## [JOB]
Copy out the philosophy program description word for word, starting at the words "In Term 1, students" and stopping after "stream take 5.".

## [SOURCE PASSAGE]
********

Department of Philosophy
Students in their graduation gowns line up before convocation

Students may follow either a Major Research Paper (MRP) stream or a Thesis stream.

Stream Term 1
(Fall)
Term 2
(Winter)
Term 3
(Spring/Summer)
Term 4
(Fall)
Term 5
(Winter)
Thesis
Professional Seminar;
2 electives
3 electives
MA Research;
Area Readings
MA Research
Thesis
Major
Research
Paper
Professional Seminar;
2 electives
3 electives
MA Research;
Area Readings
MA Research;
1 elective
MRP;
1 elective

In Term 1, students complete the Professional Seminar, a course designed to introduce students to the professional skills needed to succeed in the program and in the general workplace.

In Term 3, students complete Area Readings consisting of independent but guided research in a core area of philosophy.

In Terms 3 and 4, students conduct independent philosophical research towards the completion, in Term 5, of a Thesis or Major Research Paper.

Students pursuing the Major Research Paper stream take 7 electives, while those in the Thesis stream take 5.

Epistemology
This course is a study of what canonical and contemporary philosophers have said about several central problems in the theory of knowledge. Topics may include: theories of justification; scepticism; the limits of belief and knowledge; perception, intuition and other sources of evidence; the social construction of knowledge; science and pseudo-science; a priori and a posteriori knowledge; knowledge of mathematical truths.

********

## [STORED ROWS]
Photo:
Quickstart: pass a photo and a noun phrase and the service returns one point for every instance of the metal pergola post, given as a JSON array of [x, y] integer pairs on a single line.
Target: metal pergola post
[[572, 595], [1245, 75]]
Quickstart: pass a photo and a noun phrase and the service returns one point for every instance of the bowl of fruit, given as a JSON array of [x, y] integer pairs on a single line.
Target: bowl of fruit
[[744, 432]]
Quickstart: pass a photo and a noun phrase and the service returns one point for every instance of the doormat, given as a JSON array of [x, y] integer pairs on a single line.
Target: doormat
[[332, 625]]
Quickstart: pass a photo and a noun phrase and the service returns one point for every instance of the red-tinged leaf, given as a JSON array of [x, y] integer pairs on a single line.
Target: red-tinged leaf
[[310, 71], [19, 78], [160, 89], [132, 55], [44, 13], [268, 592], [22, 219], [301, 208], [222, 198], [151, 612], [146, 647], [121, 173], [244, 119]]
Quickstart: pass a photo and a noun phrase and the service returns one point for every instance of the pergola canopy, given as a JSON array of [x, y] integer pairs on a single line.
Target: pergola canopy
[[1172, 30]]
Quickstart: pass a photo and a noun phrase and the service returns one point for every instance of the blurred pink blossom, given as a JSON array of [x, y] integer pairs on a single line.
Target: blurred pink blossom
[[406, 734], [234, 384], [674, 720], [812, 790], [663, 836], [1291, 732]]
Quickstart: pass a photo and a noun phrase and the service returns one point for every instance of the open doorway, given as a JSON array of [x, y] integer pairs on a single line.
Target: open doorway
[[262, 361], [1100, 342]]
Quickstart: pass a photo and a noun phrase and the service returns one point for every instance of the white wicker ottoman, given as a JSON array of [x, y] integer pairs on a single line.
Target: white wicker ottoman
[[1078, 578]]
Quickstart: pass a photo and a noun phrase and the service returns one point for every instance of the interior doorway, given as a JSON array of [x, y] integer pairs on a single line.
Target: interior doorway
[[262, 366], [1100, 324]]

********

## [TASK ANSWER]
In Term 1, students complete the Professional Seminar, a course designed to introduce students to the professional skills needed to succeed in the program and in the general workplace.

In Term 3, students complete Area Readings consisting of independent but guided research in a core area of philosophy.

In Terms 3 and 4, students conduct independent philosophical research towards the completion, in Term 5, of a Thesis or Major Research Paper.

Students pursuing the Major Research Paper stream take 7 electives, while those in the Thesis stream take 5.